### Aim of the task:
Transcribe exactly the lines from the one holding "Expected behaviour: for every instance of the car shadow" to the end of the data below, including both of those lines and no others.

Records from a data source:
+ + + + + + +

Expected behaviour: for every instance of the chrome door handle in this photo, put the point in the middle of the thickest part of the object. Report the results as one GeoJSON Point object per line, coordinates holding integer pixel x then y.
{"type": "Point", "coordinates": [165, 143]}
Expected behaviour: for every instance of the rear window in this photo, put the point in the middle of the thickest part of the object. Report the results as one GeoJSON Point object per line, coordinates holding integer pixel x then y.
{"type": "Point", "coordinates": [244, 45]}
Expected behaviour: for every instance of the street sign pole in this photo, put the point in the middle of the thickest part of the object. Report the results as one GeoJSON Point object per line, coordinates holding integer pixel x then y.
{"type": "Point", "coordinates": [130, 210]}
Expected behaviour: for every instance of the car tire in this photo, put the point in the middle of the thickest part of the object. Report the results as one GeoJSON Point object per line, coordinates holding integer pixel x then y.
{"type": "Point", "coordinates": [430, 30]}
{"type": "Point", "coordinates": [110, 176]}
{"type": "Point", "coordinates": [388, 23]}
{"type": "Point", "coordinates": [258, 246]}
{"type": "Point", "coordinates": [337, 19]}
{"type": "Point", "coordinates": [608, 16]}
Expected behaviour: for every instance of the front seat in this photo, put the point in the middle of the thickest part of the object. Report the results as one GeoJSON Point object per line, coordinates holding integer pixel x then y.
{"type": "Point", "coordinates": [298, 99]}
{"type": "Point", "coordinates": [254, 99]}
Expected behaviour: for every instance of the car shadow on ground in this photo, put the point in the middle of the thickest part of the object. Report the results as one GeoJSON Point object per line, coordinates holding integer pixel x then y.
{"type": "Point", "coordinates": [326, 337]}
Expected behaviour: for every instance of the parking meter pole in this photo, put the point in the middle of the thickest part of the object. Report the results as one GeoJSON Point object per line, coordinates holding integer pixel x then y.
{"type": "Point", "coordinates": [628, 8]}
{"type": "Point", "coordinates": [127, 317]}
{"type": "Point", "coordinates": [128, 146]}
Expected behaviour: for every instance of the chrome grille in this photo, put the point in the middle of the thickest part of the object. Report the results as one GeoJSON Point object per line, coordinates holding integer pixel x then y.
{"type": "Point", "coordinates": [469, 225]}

+ + + + + + +

### Answer to the task:
Expected behaviour: for every instance of the car shadow on ground in this photo, put the point in the middle of the thickest part of the object. Report the results as one GeoJSON Point object per line, coordinates holding integer pixel x then y.
{"type": "Point", "coordinates": [326, 337]}
Expected behaviour: for every instance of the parking meter pole in this photo, put the point in the middle of the thickest part of the object. Report the results as one GeoJSON Point object per line, coordinates holding integer pixel x then y.
{"type": "Point", "coordinates": [628, 8]}
{"type": "Point", "coordinates": [127, 317]}
{"type": "Point", "coordinates": [128, 146]}
Expected behaviour: for every instance of the chrome grille in this photo, put the point in the middle of the thickest part of the object. Report the results as one GeoJSON Point object per line, coordinates holding integer pixel x then y.
{"type": "Point", "coordinates": [469, 225]}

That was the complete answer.